WHAT THE EXERCISE ASKS — Please state how many lines of the data contain "thumb". The number by itself is enough.

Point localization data
==============================
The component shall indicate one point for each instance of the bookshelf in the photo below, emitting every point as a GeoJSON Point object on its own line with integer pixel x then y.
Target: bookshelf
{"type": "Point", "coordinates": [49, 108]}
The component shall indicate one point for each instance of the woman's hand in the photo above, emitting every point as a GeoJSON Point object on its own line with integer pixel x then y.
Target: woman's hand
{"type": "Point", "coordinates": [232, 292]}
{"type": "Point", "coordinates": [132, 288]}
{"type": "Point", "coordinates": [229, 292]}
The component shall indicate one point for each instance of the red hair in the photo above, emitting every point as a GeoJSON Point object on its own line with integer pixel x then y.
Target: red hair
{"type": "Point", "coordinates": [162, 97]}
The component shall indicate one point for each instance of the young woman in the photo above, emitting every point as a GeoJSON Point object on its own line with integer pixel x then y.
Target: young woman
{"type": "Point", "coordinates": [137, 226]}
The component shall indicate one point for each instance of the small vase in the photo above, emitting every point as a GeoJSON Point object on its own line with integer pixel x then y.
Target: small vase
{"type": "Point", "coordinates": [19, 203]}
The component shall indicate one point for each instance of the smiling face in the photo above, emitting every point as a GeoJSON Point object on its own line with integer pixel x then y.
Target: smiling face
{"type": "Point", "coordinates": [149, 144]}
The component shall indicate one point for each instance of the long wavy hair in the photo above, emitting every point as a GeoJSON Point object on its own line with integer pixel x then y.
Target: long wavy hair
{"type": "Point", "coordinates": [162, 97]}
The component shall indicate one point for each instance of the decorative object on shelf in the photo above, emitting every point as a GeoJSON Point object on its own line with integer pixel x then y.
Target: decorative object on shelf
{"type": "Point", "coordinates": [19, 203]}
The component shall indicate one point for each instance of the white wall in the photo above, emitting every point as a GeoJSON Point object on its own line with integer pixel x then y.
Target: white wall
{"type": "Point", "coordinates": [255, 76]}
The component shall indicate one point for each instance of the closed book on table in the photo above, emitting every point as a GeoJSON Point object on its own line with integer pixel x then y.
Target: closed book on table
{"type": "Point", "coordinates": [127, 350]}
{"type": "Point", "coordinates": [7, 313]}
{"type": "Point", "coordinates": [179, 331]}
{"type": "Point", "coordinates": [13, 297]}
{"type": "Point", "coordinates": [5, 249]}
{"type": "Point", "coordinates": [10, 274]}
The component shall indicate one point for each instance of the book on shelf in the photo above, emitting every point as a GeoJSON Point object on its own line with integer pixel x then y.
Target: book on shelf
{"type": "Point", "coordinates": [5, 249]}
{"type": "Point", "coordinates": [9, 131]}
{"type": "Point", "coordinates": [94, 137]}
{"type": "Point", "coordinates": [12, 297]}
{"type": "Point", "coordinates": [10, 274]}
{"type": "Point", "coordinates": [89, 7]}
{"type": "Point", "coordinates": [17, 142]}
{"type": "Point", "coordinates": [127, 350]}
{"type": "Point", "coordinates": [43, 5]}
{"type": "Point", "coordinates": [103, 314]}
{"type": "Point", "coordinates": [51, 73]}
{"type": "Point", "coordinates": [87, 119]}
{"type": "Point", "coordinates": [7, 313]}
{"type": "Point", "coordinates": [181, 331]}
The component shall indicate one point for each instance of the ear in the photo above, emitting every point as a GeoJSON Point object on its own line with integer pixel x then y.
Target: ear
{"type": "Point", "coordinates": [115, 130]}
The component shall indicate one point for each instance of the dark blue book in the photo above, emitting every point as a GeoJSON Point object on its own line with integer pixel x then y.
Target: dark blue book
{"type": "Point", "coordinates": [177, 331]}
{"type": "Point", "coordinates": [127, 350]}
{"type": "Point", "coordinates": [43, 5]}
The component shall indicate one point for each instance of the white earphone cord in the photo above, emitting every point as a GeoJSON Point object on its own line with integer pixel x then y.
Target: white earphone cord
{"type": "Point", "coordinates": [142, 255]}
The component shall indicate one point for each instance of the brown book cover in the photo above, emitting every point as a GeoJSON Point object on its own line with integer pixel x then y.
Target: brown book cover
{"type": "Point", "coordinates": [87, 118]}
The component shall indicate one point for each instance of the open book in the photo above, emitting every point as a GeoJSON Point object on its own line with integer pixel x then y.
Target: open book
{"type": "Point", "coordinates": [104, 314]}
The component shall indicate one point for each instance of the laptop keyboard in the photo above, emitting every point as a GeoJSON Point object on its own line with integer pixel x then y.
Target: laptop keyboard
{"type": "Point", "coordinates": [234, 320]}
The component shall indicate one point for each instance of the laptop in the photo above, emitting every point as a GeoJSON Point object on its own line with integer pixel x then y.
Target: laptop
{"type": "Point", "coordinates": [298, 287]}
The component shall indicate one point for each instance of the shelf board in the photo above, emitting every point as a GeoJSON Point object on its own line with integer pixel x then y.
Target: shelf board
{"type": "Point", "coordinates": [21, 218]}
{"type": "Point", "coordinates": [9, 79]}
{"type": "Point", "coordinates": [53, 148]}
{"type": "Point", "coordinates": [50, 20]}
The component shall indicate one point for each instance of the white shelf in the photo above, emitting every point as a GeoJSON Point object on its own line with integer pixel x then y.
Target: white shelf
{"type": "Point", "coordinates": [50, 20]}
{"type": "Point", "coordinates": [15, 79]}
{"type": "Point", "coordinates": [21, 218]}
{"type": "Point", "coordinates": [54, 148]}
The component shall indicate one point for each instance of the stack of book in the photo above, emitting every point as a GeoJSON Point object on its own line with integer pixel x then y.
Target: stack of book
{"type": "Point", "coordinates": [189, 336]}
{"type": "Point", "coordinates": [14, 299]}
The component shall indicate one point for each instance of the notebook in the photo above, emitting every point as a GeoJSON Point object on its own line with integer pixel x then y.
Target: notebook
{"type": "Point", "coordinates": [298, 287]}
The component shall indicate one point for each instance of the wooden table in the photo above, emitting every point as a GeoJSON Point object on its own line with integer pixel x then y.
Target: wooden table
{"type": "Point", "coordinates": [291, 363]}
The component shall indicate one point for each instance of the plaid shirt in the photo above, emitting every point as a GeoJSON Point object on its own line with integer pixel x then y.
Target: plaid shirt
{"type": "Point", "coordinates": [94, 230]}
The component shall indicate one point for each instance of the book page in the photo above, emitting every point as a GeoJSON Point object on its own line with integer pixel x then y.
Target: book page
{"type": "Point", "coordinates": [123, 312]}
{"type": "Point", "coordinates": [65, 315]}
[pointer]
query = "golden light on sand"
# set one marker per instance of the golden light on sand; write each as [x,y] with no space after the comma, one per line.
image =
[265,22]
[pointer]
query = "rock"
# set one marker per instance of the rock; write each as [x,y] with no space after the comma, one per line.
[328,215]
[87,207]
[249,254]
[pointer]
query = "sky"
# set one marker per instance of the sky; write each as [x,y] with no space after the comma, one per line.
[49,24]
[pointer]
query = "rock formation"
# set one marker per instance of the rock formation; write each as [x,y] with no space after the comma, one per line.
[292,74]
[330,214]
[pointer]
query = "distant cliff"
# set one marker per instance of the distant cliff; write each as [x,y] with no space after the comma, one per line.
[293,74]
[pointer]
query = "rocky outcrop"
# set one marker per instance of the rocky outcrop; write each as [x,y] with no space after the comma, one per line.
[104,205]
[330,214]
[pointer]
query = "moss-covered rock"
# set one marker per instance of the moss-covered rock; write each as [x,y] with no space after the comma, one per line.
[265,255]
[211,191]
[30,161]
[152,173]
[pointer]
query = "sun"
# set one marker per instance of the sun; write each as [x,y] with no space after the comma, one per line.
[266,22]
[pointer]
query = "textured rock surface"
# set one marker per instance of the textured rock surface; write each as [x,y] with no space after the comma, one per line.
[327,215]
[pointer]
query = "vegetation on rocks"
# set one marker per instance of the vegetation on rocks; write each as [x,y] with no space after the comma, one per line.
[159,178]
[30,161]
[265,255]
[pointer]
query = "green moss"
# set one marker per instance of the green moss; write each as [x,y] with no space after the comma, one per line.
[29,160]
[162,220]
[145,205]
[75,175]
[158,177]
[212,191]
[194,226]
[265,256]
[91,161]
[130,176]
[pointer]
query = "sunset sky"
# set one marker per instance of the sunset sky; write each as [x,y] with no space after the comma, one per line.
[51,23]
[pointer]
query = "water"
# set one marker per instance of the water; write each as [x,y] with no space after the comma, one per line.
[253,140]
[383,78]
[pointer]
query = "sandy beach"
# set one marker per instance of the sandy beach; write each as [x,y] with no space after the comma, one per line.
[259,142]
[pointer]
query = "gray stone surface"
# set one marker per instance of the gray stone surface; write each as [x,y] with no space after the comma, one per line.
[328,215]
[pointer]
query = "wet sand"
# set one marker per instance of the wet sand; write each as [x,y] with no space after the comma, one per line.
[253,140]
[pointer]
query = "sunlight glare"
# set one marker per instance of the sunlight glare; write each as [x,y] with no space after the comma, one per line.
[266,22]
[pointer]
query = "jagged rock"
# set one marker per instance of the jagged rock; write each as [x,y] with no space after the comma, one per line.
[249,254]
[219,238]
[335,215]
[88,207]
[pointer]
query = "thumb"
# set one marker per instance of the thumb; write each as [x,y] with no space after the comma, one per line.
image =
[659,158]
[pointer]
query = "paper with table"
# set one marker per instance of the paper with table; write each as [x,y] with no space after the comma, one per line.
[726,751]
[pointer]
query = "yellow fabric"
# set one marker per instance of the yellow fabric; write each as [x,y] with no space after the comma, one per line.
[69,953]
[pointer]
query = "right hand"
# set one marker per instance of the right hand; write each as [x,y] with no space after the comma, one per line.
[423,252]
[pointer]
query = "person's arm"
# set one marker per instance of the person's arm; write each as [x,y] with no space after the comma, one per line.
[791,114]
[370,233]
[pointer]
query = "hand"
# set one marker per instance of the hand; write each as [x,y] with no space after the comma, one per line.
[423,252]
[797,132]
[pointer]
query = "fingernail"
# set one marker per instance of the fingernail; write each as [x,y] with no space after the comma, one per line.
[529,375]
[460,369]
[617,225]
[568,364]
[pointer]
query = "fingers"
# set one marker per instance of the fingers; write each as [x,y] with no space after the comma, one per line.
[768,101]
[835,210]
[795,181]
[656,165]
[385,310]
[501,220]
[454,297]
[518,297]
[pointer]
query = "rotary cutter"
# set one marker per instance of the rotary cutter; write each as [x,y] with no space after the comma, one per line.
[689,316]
==============================
TASK OUTPUT — 2